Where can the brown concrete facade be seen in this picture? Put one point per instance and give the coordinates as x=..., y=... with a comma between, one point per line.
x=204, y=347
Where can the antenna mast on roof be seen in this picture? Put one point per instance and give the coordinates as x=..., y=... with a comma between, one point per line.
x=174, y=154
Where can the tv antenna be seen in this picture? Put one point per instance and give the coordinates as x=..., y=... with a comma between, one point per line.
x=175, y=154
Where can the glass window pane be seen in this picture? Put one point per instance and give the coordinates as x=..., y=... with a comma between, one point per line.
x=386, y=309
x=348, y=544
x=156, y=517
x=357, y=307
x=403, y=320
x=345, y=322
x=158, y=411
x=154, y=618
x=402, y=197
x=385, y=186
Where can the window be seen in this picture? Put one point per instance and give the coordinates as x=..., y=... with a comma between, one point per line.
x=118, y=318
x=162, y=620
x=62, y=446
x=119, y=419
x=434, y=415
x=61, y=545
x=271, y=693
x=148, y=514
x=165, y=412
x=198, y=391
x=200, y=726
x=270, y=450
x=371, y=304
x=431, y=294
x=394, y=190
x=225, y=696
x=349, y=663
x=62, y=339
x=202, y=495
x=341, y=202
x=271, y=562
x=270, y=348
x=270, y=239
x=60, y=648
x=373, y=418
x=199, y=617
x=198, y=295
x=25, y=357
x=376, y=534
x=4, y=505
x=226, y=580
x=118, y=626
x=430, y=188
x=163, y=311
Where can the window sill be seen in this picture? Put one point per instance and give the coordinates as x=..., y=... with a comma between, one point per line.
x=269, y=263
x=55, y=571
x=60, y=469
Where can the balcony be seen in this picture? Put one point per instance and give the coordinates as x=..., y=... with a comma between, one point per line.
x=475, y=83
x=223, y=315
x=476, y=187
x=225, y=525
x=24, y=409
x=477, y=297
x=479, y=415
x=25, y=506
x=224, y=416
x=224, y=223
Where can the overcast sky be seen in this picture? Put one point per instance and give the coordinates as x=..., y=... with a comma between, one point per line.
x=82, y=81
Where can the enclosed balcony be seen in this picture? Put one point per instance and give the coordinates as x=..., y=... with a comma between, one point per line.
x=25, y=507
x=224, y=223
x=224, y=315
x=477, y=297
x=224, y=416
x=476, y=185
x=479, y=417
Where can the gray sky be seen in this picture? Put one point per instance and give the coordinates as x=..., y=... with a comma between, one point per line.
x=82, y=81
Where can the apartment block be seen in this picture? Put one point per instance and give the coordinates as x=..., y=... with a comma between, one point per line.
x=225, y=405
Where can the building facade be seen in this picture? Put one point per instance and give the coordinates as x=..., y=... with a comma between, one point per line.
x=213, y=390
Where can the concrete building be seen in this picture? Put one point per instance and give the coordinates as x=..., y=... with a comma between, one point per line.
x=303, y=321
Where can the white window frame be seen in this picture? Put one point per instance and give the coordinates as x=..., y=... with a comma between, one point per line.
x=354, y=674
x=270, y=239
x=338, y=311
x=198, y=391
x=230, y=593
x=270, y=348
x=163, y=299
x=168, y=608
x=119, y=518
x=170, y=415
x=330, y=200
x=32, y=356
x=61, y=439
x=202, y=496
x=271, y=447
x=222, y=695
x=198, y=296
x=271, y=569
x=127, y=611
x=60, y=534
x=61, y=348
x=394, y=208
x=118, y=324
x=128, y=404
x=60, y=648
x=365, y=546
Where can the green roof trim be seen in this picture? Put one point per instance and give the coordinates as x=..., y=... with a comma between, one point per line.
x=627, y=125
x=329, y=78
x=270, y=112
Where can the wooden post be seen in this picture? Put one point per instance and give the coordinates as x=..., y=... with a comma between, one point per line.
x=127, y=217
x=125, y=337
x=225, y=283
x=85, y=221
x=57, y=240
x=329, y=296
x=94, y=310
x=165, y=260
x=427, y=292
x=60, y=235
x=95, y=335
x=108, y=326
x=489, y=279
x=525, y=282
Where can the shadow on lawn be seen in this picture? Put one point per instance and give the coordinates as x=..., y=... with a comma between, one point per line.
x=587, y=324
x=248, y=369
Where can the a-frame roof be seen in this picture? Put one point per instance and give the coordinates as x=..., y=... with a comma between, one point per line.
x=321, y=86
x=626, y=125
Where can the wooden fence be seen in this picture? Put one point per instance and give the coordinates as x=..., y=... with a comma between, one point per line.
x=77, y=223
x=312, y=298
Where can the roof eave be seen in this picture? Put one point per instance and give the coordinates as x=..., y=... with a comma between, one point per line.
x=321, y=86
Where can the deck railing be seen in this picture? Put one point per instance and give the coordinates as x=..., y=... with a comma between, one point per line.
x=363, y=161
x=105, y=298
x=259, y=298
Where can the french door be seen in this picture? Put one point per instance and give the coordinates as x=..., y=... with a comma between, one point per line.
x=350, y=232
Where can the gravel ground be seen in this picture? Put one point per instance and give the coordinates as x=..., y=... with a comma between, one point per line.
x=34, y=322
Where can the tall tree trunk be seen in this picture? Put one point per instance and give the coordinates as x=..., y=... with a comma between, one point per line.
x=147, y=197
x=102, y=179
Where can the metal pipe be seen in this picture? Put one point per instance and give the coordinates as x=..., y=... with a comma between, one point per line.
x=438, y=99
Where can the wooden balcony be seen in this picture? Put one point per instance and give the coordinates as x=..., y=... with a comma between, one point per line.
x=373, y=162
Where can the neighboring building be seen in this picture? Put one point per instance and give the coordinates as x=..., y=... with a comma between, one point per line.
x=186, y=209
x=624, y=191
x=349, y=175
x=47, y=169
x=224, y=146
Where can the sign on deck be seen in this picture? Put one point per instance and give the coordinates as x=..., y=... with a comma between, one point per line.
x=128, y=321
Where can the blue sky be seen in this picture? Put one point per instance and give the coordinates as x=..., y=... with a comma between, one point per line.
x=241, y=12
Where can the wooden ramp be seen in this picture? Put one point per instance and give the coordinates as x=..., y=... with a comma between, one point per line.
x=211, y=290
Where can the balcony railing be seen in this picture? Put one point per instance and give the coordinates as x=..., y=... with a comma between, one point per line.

-=-=-=-=-

* [TASK BRIEF]: Print exactly the stretch of lines beginning with the one that holds "Where can the blue" and ending at the last line above.

* [SOLUTION TO THE EXERCISE]:
Where can the blue sky be seen in this picture? Put one point per instance and give the coordinates as x=..., y=... with a comma between, one point per line.
x=241, y=12
Where can the wooden ramp be seen in this picture? Put one point per instance and give the coordinates as x=..., y=... with a comma between, one point per line.
x=211, y=290
Where can the balcony railing be seen in this picture? Put one point per instance and give the coordinates as x=..., y=... with a comma between, one point per line.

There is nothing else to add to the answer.